The increased market volume ideally causes the market to move in the direction the trader that placed the large order wants it to go, allowing them to capitalize on the revitalized market before the other traders realize the deception.
What Is Forex Trading?
Forex trading is the exchange of currency into another currency for commerce, investing, or tourism. Forex itself is a portmanteau of the words foreign and exchange, referring to individuals converting their currency to a different nation’s currency.
The exchange of currencies has been around for hundreds of years and continues to grow alongside globalization. In 2019, an average of $6.6 trillion in foreign currency exchange happened. That amount of money makes it an enticing investment opportunity.
While most forex trading volume goes towards international commerce and tourism, investors tend to refer to forex trading for its potential investing and value-generation benefits. This form of forex trading allows investors to invest in speculative currencies or divest some of their cash into a different currency before its value drops.
Like stock trading, forex trading uses ticker signs to track its value compared to a baseline, usually the native currency of the user or the brokerage offering the data.
Forex trading is sometimes called FX trading. There is no difference between what these two terms refer to.
How Forex Trading Works
Not all forex traders use the same strategies. Much like stock trading, forex traders use different tactics depending on what their financial goals are. Here are some examples of the different types of trades forex investors will make:
These trades refer to positions held for a few seconds or minutes at most, restricting the profits they can make to the small swings in the market.

◆ Aim of the exercise: In the forex trading passage, which two words combine to form "forex"?

◆ Provided data:

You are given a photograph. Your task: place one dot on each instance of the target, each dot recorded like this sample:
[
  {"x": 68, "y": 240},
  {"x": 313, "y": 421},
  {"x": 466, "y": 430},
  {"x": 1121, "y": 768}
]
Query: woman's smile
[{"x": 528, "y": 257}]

◆ Solution for this exercise: Foreign and exchange.